/---

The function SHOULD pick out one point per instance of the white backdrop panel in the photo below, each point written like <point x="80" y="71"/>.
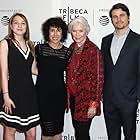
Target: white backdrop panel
<point x="94" y="10"/>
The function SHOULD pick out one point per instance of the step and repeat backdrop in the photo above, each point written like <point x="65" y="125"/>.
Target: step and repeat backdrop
<point x="96" y="12"/>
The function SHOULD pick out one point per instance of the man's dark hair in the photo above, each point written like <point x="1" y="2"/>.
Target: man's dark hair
<point x="119" y="6"/>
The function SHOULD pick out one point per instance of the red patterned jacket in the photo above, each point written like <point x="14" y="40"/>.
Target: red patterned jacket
<point x="85" y="79"/>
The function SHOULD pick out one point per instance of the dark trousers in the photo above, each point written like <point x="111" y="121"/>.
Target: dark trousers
<point x="81" y="127"/>
<point x="120" y="116"/>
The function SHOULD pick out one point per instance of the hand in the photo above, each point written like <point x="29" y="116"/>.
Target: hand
<point x="8" y="104"/>
<point x="91" y="112"/>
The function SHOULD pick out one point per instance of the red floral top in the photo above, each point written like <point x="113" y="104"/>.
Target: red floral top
<point x="85" y="79"/>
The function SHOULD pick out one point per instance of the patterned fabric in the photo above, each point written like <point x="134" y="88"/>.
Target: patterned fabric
<point x="85" y="79"/>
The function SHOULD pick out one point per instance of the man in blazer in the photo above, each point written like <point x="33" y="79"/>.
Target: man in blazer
<point x="121" y="52"/>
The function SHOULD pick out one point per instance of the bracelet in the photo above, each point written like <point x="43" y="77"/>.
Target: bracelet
<point x="5" y="92"/>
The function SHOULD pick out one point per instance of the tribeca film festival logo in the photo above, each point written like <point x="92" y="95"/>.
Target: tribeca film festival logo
<point x="104" y="19"/>
<point x="5" y="19"/>
<point x="69" y="14"/>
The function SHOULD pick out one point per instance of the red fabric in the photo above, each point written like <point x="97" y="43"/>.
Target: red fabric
<point x="85" y="79"/>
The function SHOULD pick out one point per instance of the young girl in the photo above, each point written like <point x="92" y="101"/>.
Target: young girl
<point x="18" y="105"/>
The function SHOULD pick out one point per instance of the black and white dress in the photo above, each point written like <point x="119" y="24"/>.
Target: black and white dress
<point x="51" y="87"/>
<point x="21" y="91"/>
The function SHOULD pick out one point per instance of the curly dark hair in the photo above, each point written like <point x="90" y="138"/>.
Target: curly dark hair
<point x="119" y="6"/>
<point x="54" y="22"/>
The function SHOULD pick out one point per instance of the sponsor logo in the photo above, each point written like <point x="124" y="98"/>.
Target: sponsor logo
<point x="104" y="20"/>
<point x="69" y="13"/>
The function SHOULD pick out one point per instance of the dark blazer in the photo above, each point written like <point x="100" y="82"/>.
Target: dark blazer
<point x="122" y="80"/>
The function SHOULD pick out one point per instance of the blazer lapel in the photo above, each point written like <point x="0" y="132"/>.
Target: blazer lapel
<point x="125" y="46"/>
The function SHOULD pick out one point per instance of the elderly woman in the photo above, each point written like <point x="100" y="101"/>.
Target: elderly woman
<point x="84" y="78"/>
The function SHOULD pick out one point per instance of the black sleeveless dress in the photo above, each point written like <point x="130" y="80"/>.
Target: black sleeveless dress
<point x="21" y="91"/>
<point x="52" y="95"/>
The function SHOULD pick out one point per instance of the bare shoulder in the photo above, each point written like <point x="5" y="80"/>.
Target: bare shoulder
<point x="3" y="44"/>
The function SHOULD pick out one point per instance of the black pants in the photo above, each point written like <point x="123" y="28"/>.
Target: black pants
<point x="120" y="116"/>
<point x="81" y="127"/>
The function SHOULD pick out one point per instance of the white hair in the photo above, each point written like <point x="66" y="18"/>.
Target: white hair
<point x="81" y="20"/>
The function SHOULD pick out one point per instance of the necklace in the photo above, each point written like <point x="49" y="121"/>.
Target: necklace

\---

TASK PROMPT = Could you report every line of the material that contains the string "necklace"?

YOUR SOLUTION =
The function SHOULD pick out one point per instance of the necklace in the photo above, each point written like <point x="49" y="121"/>.
Target: necklace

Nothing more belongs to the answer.